§ **Task statement**
Reproduce the material starting at the line that contains "distant figure, with" and ending at the line that contains "[292,607,385,749]", with "snug" replaced by "tight" throughout and everything else left unchanged.
::: Exercise materials
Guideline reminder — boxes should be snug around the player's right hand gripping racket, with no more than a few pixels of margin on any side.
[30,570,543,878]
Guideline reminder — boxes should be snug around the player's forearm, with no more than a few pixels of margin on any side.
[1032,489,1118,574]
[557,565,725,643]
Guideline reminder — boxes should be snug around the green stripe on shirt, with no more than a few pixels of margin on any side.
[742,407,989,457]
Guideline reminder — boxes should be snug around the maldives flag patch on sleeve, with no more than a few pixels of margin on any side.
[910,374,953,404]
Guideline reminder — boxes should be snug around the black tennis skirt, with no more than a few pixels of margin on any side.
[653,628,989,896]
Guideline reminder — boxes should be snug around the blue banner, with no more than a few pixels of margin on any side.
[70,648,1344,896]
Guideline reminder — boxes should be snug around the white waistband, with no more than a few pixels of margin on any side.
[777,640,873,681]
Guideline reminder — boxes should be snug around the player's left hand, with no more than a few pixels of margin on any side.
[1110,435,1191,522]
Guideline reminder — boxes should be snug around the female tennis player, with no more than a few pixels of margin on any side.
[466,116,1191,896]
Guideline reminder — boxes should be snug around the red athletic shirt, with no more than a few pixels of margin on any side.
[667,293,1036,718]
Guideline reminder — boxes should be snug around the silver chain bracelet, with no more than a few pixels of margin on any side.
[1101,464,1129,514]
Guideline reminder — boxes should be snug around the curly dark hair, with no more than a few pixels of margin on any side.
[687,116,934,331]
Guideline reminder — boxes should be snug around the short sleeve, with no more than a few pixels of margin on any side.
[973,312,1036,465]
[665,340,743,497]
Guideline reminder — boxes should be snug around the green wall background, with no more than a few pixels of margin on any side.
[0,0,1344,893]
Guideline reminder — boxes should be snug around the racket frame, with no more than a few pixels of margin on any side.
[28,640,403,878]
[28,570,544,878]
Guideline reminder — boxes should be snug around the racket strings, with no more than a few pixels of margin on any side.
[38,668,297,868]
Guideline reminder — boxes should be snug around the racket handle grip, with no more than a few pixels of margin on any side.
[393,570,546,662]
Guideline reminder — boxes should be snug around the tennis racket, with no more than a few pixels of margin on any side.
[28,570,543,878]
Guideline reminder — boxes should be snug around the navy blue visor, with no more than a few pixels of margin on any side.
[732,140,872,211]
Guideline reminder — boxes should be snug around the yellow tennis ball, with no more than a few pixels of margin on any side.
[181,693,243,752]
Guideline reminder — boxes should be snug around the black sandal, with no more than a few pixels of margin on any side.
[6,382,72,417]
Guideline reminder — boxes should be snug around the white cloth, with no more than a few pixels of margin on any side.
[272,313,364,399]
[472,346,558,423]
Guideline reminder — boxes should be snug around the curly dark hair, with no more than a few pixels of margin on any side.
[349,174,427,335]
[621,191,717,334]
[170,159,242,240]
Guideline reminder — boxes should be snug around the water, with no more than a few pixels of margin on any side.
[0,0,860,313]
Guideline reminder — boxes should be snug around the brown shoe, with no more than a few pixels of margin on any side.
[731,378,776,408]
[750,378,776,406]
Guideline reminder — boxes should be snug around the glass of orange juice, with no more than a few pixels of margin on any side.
::::::
::: Exercise materials
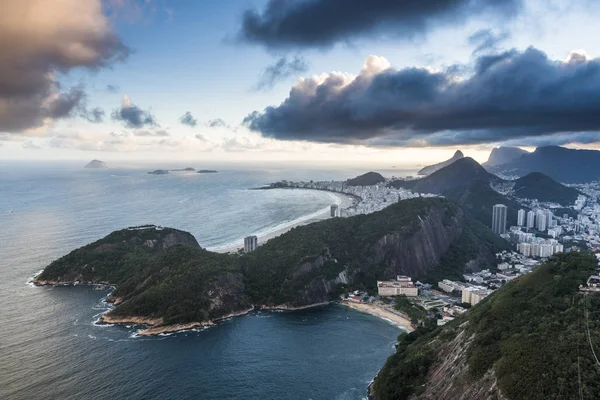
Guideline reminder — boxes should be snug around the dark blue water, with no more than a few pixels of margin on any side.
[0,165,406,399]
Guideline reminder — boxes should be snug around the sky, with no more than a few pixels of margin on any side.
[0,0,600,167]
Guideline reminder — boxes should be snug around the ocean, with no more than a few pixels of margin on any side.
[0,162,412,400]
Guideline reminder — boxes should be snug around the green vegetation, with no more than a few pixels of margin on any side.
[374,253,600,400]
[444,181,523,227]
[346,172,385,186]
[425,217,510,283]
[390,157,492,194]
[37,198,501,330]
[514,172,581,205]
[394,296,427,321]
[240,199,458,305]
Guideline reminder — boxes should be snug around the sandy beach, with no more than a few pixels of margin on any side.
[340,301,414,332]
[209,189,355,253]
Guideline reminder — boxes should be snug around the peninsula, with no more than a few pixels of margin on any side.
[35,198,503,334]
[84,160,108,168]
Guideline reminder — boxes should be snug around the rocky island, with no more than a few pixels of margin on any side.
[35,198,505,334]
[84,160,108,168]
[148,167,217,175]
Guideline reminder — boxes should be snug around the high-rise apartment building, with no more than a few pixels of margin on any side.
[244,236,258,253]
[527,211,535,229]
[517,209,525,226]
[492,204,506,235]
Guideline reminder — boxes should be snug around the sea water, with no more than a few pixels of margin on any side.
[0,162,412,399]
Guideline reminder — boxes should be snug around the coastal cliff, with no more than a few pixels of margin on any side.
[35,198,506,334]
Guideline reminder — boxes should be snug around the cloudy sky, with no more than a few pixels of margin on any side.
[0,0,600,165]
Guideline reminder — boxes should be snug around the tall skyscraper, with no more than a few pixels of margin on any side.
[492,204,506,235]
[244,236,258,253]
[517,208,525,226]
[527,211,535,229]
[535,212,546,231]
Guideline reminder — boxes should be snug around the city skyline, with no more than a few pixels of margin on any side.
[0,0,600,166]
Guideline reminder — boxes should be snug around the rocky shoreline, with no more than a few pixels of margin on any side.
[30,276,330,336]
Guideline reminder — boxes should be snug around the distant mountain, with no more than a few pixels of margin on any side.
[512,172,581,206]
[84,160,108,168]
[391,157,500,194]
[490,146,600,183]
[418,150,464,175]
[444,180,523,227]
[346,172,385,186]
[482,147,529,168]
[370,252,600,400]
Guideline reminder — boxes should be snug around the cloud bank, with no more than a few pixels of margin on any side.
::::::
::: Exercise materials
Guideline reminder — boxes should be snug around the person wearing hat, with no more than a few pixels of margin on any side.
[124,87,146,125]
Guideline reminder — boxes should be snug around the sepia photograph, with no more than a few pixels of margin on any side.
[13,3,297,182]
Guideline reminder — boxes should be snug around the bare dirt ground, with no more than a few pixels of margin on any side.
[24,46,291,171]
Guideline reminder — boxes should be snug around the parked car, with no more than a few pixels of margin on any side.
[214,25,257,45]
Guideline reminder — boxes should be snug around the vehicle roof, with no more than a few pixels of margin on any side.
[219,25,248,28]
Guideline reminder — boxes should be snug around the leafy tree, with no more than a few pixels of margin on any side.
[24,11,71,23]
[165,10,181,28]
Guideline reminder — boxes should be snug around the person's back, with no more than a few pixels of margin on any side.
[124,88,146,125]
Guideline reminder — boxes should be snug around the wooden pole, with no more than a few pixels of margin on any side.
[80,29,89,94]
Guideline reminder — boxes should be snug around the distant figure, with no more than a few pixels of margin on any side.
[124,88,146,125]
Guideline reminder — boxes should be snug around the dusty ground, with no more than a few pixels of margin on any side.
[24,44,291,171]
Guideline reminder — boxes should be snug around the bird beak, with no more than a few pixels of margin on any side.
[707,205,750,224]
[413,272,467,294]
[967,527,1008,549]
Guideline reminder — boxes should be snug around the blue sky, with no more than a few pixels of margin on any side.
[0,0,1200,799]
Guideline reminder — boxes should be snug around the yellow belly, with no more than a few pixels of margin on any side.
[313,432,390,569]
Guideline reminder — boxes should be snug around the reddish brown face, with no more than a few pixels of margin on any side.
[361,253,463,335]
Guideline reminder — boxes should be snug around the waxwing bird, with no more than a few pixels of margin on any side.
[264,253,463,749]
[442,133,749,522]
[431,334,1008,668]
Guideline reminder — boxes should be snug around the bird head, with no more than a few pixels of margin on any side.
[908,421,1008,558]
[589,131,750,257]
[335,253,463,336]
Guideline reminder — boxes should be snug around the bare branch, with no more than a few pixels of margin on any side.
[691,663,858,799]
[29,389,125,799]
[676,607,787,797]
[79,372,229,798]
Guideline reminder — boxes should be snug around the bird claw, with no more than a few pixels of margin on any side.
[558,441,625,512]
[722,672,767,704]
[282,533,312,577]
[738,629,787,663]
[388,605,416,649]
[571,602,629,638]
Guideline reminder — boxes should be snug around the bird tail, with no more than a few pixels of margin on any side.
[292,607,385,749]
::::::
§ **Result for this task**
Guideline reminder — boxes should be tight around the distant figure, with no more than a few pixels of margin on any side.
[124,88,146,125]
Guideline reminder — boxes should be tight around the dusty ground, with no more than a few pixels of margin on any side.
[24,44,291,171]
Guideline reminder — boxes should be tight around the bird beak, with no more than a few pixels of margin on any side.
[707,205,750,224]
[413,272,467,294]
[967,527,1008,549]
Guideline reminder — boxes should be tight around the blue sky, with no more than a few pixels of margin on any side.
[0,0,1200,799]
Guideline reminder — boxes should be tight around the yellow belly, with no more than a few pixels of margin on any side.
[313,432,390,569]
Guideline reminder — boxes should be tight around the reddish brown face, with no more than a few pixels of margin on any side.
[361,253,463,335]
Guideline reminder — boxes should be tight around the waxwing bird, with no more than a few pixels of margin on any side.
[264,253,463,749]
[442,133,749,522]
[431,334,1008,668]
Guideline reminder — boxes should be tight around the bird head, with no more than a few pixels of margin on any side.
[908,421,1008,558]
[589,131,750,257]
[335,253,463,336]
Guideline reminder — boxes should be tight around the bare branch, with no more than a few pixels of margin on any side.
[691,663,858,799]
[29,389,125,799]
[676,607,787,797]
[79,372,229,798]
Guideline reminder — boxes should be tight around the bird claw, with no more than a few pixels of margin on any side.
[558,441,625,512]
[722,672,767,704]
[282,533,312,577]
[738,629,787,663]
[388,605,416,649]
[571,602,629,638]
Guideline reminder — boxes should be tight around the bird tail, with no more than a few pixels of margin on any side.
[292,607,385,749]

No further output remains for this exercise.